## start SOURCE TEXT

Simplii is my "free account" ... because if I need cash I can just go to a CIBC ATM.
OT: Savings, electronic bill payments, what's left of my RIF are with Alterna Bank, EQ, Tangerine and GICs through QTrade.


----------



## OptsyEagle (Nov 29, 2009)

If you run your life with no short term savings then looking for some other no fee account might make sense but if you like to have any short term reserve at all (any starts at $2,000 if you ask me) then maintaining a $2,000 balance to have the services of a mainstream bank, all for free, is well worth it. 

My account would generate and then waive about $12 to $16 of fees per month. If I take the $12 per month and make it $144 per year, that savings works out to be equal to 7.2% interest on that $2,000 balance, by way of waived bank fees. Since waiving fees is tax free it works out to be around a 12% pre-tax interest equivalent rate for anyone who might be in a 40% marginal tax bracket.

It definitely works out a lot better then leaving that $2,000 in one of their high interest savings accounts at a lousy 0.95% of fully taxable interest.

Even if you have some special offer with a lower annual fee rate, I doubt it will beat that absolutely free account that requires the $2,000 balance...at least as far as I have seen so far.


----------



## AltaRed (Jun 8, 2009)

There are a number to choose from for the mainstream, 4 of which are banks. https://www.highinterestsavings.ca/free-canadian-chequing-accounts/

Some of the big 5 offer "basic" chequing for seniors for free with no minimum balance requirements that I know of. By basic, I mean, for example, 12 free debit/cheque withdrawals per month or similar. No overdraft protection though but I've never been in an overdraft position anyway. I don't worry about $1 Interac transfer fees either as I only have 1-2 each month although I have been ragging on Scotia to fix that to be competitive. In the interest of simplicity, I don't care to move to Simplii, Motive Financial, Tangerine, etc. for free chequing.

## end SOURCE TEXT

— WORK INSTRUCTIONS —
Please retype the bank account thread above word for word, between "Even if you" and "seen so far.", inclusive.

## start RECORDS PROVIDED

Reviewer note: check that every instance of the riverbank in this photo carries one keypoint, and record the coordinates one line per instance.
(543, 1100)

## end RECORDS PROVIDED
## start RECORDS PROVIDED

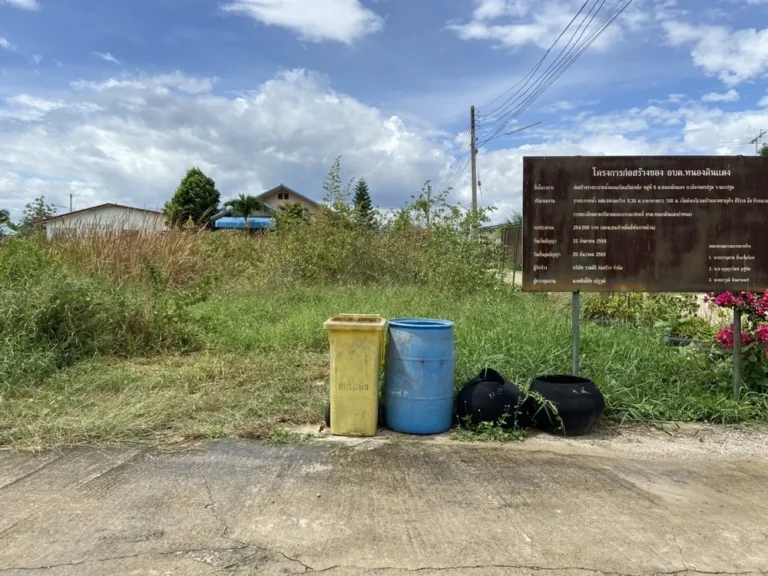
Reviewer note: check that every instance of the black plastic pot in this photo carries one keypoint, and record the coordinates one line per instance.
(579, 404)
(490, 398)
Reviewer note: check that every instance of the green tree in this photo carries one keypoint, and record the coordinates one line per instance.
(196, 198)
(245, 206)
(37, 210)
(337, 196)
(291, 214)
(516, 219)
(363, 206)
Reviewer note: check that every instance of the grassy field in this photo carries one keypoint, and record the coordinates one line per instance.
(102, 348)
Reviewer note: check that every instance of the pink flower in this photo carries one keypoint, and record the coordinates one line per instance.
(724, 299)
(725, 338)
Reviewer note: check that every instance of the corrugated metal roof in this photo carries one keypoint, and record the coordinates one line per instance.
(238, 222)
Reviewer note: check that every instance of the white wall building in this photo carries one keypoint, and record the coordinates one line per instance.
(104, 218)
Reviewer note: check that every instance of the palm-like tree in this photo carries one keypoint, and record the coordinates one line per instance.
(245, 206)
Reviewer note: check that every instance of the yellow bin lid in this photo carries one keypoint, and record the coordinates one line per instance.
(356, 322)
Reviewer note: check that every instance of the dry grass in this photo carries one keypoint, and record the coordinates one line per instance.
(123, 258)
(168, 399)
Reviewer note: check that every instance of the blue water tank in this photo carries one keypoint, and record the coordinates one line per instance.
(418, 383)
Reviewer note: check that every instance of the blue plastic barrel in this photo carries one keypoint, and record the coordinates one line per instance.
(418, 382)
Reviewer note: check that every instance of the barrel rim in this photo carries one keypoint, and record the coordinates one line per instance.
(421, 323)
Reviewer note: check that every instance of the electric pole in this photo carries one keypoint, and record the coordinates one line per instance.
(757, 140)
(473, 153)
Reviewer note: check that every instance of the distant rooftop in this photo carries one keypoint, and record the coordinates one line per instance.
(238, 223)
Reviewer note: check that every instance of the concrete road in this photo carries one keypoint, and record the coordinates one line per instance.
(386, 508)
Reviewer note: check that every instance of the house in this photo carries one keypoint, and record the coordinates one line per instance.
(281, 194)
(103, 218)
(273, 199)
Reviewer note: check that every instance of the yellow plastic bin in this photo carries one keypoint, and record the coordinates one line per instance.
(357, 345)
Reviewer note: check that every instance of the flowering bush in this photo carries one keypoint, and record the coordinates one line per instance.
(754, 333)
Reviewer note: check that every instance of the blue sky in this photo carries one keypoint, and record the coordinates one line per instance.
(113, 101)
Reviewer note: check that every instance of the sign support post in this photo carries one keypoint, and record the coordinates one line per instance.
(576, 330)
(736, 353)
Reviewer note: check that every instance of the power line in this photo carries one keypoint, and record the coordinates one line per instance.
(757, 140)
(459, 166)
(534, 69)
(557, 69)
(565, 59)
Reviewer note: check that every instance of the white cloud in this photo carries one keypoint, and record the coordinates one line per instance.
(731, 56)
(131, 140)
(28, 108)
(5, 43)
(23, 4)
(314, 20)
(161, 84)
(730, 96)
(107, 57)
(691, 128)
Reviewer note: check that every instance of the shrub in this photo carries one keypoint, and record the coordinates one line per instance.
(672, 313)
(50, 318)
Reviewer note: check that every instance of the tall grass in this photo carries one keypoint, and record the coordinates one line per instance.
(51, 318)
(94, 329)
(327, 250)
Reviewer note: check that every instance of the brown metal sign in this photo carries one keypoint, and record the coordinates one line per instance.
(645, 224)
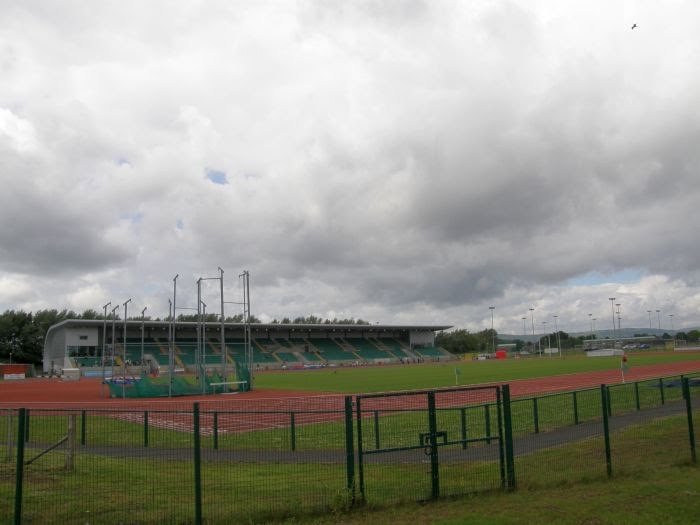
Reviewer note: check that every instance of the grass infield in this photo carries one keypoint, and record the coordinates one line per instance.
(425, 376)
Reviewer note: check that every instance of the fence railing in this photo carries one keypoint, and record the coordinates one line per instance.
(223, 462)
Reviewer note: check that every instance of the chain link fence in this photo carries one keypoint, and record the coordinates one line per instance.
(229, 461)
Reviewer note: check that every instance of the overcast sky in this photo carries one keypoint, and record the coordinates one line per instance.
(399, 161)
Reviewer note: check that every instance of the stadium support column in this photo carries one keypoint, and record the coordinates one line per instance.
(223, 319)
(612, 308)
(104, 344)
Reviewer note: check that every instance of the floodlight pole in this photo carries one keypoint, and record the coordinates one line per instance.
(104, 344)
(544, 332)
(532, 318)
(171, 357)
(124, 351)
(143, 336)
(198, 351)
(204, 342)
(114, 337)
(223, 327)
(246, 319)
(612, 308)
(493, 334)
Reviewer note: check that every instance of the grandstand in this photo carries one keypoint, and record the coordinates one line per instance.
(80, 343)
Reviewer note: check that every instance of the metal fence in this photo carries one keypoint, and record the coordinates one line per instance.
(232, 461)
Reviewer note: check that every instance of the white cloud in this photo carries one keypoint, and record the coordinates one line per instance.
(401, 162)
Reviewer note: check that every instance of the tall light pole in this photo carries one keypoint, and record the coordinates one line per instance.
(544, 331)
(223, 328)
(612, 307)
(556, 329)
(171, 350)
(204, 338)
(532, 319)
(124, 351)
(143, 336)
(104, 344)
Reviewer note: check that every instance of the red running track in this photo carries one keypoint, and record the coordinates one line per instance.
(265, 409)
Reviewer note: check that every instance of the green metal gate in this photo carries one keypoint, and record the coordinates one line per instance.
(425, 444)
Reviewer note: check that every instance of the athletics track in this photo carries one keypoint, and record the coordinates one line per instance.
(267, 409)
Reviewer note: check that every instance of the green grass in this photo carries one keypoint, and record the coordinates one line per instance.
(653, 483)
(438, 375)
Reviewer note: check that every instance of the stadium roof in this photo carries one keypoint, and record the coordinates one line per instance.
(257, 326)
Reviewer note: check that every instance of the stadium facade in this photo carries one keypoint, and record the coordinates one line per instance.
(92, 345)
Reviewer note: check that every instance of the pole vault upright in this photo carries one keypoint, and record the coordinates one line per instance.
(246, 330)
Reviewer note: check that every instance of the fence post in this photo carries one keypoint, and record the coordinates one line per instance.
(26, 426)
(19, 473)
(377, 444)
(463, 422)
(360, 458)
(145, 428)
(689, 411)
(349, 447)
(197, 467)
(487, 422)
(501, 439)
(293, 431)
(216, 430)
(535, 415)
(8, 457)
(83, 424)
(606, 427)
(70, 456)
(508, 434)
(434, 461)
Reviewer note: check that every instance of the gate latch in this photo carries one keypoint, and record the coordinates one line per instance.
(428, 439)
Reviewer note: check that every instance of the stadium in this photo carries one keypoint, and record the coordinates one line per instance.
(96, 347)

## end RECORDS PROVIDED

— WRITTEN REPLY —
Even if you have some special offer with a lower annual fee rate, I doubt it will beat that absolutely free account that requires the $2,000 balance...at least as far as I have seen so far.